## BEGIN Selected text

My great grandmother on my dad's side had seven daughters and seven sons. Her dying wish was that the family not drift apart. As a result, every year there was a Gathering Of The Tribes where far-flung 'bl00s would gather their Winnebagos in Claunch, New Mexico to eat fried catfish. Do me a solid and look up Claunch, NM in Google Maps. Check it out in satellite view for full effect. Know that if you water a tree with the well water there it'll die... and the only water is well water. Also know that my father is the first 'bl00 to go to college in that entire extended family tree. ANYWAY

We didn't have to do that much, but we had a mini Gathering of the Tribes at Easter, 4th of July, Thanksgiving and Christmas where my family and my aunt's extended brood would show up at my grandparents' house to eat a dead animal, Stove Top with egg in it and green jello full of carrot shavings. My mother, in protest, would always drag her feet so that we would show up two hours after the meal was served with a veggie tray that nobody wanted.

Easter was particularly weird because my cousins babysat me and my sister, while I babysat my cousin's kids. There were four of them less than five years apart, but the youngest was six years older than me. My grandparents occupied a walled compound on the Santa Fe Trail just up the road from Chimayo, the inspiration for The Milagro Beanfield War. The easter egg hunt happened in a concrete and rock courtyard surrounded by eight feet of gray cindeblock with a small patch of lawn and a giant satellite dish.

And strawberry plants. Strawberry plants that never bore fruit.

## END Selected text
## BEGIN Dataset extract

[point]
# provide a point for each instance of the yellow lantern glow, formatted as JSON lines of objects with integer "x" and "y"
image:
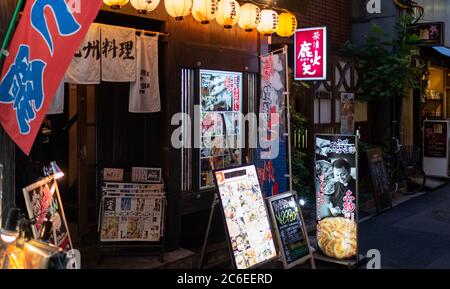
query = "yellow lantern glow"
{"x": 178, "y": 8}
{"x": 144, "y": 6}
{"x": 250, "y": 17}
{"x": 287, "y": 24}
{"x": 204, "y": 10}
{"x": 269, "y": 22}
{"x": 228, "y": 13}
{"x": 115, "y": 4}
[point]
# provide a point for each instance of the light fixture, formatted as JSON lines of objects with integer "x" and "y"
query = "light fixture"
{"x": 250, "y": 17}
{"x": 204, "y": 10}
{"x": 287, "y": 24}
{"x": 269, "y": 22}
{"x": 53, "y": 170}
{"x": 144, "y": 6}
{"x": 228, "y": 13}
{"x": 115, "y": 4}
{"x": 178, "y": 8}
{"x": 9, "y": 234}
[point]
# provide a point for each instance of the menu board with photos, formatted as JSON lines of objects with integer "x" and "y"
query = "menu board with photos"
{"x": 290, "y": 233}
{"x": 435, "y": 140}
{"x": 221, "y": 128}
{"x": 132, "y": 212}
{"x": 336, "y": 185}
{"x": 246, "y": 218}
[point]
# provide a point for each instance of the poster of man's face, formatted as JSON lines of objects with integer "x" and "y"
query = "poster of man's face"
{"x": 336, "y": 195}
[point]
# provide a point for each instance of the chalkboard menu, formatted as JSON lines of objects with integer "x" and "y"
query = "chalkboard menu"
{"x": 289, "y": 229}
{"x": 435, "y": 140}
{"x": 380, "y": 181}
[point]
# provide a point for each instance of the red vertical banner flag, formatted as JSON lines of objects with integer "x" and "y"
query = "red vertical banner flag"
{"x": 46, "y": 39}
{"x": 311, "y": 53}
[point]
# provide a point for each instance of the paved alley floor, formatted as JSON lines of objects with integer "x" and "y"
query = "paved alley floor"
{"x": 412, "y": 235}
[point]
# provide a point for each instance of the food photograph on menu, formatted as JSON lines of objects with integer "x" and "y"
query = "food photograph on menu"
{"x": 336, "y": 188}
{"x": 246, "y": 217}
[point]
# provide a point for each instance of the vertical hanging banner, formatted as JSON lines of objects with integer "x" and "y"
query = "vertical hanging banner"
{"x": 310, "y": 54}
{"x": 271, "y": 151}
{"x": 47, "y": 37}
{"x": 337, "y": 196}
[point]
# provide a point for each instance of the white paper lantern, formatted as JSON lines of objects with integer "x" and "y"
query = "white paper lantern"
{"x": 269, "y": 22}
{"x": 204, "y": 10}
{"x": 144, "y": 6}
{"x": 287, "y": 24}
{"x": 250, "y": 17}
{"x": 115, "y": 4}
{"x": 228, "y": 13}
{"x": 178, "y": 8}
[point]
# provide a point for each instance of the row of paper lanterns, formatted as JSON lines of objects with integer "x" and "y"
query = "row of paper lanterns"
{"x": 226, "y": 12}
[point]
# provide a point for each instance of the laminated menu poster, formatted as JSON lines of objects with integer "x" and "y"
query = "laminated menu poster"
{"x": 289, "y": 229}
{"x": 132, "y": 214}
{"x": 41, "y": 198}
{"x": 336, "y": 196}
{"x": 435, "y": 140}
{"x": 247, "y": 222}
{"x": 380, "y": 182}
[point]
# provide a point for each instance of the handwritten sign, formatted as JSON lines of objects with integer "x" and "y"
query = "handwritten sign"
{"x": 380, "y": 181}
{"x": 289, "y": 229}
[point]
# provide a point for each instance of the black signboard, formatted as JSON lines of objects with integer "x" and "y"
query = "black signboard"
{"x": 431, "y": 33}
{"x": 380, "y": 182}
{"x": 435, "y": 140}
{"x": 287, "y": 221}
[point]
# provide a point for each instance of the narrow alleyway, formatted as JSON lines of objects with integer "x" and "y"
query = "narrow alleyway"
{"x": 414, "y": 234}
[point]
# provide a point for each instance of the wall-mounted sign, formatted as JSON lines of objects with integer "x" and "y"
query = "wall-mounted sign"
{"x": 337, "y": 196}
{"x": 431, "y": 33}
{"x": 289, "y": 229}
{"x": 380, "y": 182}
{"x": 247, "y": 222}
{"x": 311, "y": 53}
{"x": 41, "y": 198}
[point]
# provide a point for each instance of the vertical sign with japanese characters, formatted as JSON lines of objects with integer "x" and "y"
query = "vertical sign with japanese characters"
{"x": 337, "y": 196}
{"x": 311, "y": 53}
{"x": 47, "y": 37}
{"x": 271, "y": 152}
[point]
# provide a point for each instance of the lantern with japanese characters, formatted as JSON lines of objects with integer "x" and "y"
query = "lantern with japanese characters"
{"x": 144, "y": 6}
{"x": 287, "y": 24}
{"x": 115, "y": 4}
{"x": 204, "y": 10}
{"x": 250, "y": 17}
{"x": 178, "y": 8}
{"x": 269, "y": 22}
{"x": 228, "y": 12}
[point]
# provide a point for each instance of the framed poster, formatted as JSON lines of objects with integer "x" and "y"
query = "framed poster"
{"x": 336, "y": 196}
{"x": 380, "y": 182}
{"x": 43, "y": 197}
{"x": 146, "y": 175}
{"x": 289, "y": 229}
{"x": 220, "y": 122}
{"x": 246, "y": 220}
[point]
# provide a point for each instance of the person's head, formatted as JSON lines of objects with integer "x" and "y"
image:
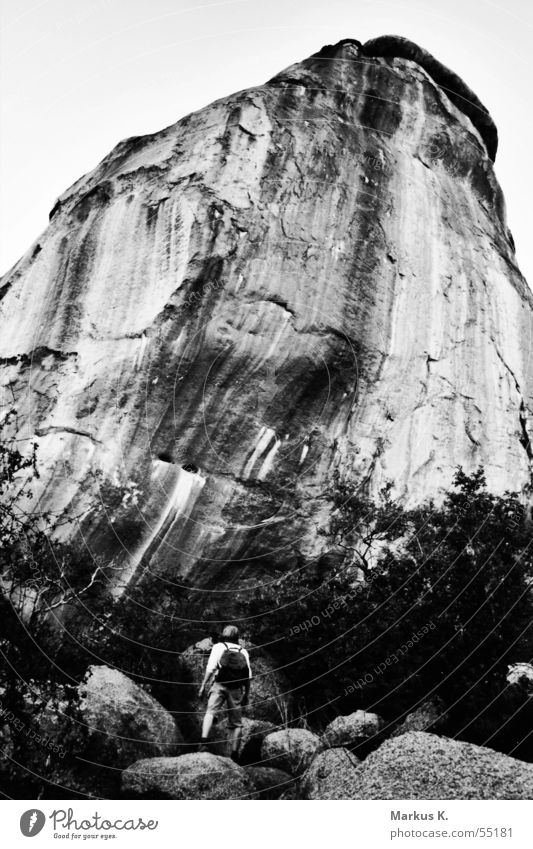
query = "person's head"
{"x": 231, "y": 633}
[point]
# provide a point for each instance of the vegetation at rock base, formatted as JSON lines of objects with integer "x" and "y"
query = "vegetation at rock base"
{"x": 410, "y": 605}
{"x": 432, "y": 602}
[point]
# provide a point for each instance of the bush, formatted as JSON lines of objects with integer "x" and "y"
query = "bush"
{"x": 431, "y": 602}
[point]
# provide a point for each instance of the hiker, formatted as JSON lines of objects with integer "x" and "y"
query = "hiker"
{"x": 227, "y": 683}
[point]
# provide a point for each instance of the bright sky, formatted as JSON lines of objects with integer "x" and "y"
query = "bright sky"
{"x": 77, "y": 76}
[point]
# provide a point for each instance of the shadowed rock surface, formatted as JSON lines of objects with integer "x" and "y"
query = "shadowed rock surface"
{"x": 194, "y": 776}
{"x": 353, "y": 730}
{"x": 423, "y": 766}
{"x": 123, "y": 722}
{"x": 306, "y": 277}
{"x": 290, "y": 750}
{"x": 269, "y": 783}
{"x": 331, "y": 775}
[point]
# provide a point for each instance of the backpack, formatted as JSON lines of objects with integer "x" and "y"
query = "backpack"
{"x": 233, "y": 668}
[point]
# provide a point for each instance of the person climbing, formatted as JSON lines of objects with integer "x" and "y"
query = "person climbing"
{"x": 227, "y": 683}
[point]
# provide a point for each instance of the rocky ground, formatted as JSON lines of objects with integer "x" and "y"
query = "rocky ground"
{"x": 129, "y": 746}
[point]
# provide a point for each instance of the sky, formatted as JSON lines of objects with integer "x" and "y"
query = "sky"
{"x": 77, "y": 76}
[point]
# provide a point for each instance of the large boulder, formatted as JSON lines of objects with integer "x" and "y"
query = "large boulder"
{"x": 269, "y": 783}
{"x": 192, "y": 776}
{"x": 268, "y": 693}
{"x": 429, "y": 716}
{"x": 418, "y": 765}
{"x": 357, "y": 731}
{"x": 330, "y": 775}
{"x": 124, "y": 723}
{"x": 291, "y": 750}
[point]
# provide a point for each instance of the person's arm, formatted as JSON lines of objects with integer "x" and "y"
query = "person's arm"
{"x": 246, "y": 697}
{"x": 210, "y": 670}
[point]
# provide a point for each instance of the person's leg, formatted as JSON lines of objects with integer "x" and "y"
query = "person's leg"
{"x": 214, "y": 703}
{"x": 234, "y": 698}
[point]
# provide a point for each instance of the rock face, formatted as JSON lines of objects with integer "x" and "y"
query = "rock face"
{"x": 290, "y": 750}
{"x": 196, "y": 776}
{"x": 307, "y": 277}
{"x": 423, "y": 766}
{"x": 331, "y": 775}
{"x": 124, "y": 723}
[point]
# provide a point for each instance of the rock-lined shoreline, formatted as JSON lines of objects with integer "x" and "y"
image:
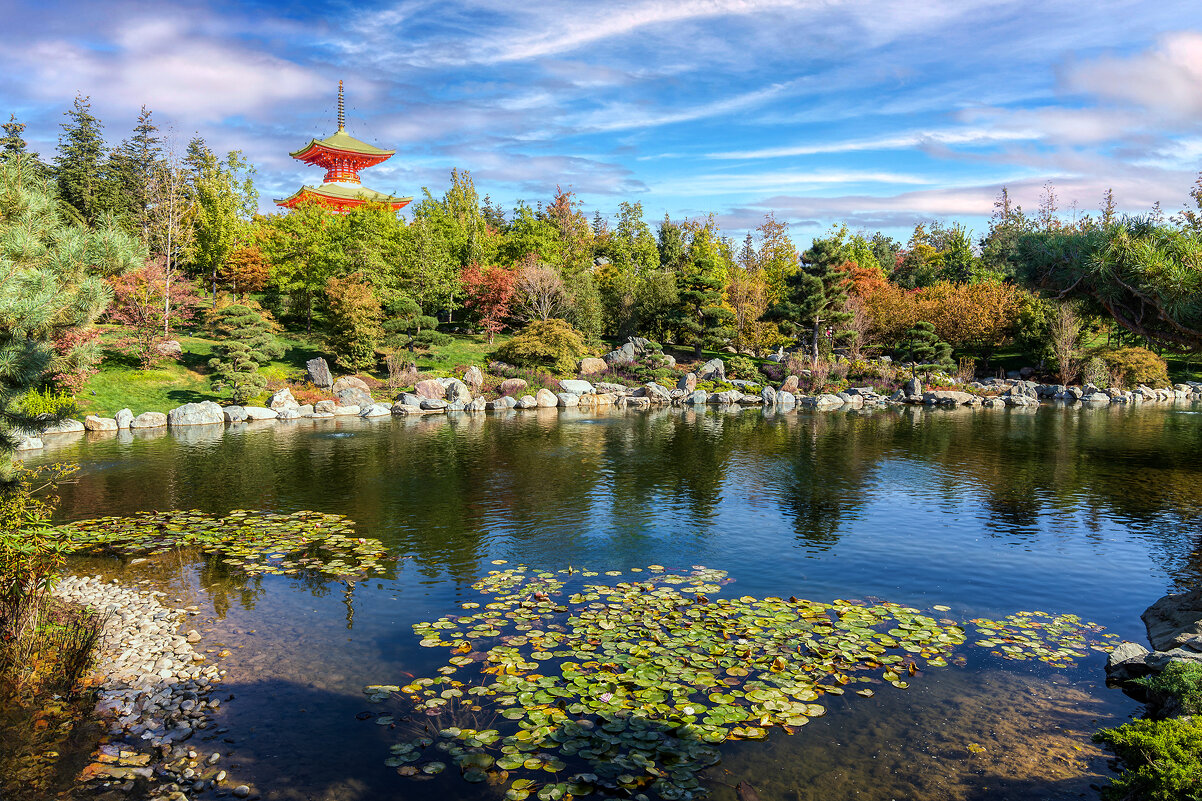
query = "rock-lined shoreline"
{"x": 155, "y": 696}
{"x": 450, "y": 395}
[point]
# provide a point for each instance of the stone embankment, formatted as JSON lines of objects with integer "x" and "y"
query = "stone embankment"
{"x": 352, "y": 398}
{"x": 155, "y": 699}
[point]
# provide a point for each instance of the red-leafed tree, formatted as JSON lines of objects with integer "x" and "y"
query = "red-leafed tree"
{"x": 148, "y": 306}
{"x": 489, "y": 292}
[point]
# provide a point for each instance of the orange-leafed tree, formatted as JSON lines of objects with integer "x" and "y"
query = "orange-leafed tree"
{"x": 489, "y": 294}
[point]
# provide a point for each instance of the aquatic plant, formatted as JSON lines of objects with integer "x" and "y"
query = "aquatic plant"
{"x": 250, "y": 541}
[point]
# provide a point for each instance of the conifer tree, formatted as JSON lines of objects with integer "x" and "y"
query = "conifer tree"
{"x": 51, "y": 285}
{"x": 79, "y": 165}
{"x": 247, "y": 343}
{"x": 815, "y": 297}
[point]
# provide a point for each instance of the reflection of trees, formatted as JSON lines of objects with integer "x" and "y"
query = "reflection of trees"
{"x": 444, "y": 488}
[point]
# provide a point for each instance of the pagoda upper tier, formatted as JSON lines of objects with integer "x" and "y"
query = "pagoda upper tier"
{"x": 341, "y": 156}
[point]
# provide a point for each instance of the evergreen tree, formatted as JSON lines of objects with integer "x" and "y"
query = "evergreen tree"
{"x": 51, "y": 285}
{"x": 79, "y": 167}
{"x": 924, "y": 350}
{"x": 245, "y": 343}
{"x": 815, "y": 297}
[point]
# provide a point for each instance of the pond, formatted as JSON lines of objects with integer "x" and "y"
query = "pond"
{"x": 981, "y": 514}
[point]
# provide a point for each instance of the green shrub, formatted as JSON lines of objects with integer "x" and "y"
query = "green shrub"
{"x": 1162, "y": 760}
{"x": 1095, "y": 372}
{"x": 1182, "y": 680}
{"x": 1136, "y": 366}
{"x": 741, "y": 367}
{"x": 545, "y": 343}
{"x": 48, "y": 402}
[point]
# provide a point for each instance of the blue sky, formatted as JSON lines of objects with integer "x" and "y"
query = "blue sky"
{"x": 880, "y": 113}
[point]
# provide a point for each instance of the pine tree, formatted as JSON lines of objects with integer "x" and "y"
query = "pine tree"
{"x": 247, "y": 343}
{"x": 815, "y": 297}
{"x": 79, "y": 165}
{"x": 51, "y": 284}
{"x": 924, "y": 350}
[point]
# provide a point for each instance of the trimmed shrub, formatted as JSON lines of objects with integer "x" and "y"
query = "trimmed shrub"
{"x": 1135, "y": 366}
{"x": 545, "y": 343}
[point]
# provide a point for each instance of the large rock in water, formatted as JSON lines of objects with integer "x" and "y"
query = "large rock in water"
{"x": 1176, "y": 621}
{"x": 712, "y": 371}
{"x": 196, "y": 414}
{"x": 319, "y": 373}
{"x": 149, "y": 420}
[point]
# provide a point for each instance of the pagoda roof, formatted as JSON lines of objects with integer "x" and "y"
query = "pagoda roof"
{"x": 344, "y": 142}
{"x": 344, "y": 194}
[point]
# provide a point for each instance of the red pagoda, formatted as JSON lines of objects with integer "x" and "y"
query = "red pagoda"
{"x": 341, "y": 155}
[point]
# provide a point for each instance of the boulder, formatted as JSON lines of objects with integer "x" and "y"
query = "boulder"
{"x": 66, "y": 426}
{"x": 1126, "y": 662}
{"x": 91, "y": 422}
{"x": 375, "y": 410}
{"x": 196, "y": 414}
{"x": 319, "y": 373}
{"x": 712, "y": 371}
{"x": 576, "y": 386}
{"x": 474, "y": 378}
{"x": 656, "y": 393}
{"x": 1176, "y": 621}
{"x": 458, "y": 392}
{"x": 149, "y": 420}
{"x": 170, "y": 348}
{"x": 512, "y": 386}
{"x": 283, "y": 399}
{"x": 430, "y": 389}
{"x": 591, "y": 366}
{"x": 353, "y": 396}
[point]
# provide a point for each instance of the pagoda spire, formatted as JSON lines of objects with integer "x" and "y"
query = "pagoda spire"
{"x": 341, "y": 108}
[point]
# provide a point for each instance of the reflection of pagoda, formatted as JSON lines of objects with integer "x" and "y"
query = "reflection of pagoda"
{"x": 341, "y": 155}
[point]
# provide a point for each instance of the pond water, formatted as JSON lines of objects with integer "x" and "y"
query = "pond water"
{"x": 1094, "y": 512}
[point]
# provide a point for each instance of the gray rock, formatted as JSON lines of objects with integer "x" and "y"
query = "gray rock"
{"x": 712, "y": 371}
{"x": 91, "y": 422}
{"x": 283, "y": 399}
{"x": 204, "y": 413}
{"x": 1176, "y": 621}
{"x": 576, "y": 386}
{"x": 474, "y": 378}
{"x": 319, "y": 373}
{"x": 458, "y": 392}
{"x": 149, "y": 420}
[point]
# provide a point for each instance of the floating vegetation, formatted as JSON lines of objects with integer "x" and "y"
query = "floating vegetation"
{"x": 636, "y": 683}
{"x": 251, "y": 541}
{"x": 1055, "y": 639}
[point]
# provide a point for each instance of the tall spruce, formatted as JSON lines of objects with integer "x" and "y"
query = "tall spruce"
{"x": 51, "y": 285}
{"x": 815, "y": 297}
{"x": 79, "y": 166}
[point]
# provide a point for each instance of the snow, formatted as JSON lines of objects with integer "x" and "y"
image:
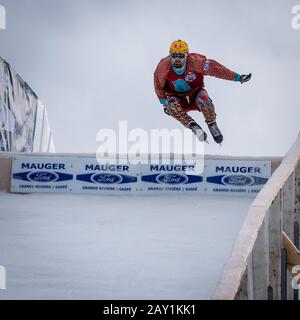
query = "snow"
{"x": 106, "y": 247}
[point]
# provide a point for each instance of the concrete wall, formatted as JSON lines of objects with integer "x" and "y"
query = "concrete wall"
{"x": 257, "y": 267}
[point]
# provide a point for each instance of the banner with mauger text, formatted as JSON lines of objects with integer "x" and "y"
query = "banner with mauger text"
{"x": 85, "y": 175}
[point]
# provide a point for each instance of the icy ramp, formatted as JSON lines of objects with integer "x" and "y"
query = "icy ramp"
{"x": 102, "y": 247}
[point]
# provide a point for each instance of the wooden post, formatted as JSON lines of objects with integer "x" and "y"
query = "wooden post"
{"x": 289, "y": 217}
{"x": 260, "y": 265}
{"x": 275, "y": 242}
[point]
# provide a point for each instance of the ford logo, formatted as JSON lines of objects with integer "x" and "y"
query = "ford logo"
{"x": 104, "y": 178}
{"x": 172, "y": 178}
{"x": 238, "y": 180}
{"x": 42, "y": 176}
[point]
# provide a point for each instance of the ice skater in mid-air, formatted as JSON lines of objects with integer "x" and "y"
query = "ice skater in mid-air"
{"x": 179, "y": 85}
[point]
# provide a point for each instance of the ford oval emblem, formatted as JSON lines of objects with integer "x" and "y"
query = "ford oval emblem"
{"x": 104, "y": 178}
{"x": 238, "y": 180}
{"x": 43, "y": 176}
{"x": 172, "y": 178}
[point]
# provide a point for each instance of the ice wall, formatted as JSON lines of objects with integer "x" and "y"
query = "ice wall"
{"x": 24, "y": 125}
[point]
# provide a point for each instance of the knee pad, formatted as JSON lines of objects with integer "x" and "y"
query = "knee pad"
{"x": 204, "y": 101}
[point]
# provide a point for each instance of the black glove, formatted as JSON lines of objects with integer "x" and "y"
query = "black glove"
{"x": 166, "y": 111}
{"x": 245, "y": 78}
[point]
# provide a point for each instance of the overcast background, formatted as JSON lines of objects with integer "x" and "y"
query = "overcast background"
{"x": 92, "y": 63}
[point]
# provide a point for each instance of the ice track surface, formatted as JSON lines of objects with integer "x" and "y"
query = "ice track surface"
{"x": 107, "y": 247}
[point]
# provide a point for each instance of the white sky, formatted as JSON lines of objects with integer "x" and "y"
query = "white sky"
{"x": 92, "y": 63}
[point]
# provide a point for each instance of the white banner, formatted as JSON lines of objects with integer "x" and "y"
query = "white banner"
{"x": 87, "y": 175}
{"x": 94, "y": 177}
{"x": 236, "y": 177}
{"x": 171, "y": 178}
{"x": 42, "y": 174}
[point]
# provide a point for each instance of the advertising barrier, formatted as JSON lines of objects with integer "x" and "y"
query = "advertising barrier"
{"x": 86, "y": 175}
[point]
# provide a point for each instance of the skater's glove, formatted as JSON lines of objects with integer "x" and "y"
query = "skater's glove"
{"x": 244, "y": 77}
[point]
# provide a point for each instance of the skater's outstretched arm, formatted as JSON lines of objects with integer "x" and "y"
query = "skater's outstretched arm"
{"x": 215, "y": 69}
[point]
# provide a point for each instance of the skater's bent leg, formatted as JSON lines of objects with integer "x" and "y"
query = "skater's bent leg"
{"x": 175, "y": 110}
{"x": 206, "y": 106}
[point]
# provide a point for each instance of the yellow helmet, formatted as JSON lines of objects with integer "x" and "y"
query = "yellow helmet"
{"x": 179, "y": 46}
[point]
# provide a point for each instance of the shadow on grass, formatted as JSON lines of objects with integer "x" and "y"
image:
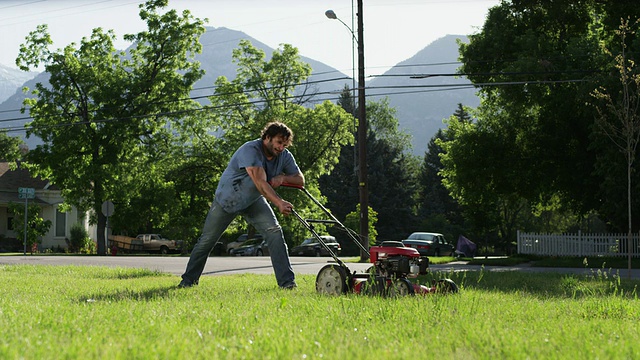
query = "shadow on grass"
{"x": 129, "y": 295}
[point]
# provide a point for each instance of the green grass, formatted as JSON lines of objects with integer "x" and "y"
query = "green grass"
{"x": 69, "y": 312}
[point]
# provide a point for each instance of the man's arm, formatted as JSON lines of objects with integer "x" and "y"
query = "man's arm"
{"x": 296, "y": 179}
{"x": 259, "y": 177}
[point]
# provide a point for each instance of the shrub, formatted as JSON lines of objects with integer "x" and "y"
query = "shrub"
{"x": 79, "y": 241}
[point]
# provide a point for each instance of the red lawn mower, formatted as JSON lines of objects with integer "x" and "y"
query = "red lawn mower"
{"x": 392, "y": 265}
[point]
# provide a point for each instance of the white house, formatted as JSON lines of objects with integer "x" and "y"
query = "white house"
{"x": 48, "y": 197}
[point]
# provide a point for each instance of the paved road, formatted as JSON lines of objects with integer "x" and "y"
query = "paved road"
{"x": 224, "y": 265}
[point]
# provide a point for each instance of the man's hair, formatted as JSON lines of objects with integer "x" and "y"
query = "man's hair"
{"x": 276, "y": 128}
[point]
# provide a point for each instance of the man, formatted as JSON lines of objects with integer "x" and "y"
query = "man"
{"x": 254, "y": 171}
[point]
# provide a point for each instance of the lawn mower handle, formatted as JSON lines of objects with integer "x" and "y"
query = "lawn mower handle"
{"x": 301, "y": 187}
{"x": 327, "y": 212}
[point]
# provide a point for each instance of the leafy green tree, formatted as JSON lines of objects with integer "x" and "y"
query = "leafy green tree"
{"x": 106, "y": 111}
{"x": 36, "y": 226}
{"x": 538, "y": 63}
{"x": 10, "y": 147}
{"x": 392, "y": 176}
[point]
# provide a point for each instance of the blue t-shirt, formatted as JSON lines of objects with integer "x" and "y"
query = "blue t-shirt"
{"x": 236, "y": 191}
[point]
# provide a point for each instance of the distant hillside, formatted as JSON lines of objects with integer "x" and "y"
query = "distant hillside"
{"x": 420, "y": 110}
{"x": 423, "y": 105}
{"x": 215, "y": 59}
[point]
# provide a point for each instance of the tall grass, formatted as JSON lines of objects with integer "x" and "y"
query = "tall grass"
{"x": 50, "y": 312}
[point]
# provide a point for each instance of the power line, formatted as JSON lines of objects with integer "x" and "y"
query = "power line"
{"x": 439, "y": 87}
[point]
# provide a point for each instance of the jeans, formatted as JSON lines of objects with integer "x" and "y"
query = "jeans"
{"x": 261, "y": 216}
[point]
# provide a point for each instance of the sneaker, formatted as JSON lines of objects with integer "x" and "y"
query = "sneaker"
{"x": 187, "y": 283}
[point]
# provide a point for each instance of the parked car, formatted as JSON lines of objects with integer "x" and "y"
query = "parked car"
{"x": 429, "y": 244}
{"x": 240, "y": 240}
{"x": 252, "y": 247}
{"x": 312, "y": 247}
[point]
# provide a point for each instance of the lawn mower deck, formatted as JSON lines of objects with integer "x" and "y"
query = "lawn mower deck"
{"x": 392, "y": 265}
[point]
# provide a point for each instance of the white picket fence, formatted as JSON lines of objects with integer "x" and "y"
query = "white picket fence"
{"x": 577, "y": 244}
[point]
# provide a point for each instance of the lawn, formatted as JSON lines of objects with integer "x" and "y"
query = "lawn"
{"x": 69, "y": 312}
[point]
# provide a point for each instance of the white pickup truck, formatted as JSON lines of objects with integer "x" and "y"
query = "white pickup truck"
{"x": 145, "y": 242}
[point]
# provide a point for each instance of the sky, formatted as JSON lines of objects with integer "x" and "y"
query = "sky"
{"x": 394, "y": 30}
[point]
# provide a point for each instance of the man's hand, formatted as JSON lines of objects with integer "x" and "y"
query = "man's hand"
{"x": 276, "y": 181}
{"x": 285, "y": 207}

## END Dataset extract

Objective:
Can you repeat the passage about family gatherings word for word, beginning at "Easter was particularly" and stopping after "never bore fruit."? The entries have no connection to the text.

Exercise solution:
Easter was particularly weird because my cousins babysat me and my sister, while I babysat my cousin's kids. There were four of them less than five years apart, but the youngest was six years older than me. My grandparents occupied a walled compound on the Santa Fe Trail just up the road from Chimayo, the inspiration for The Milagro Beanfield War. The easter egg hunt happened in a concrete and rock courtyard surrounded by eight feet of gray cindeblock with a small patch of lawn and a giant satellite dish.

And strawberry plants. Strawberry plants that never bore fruit.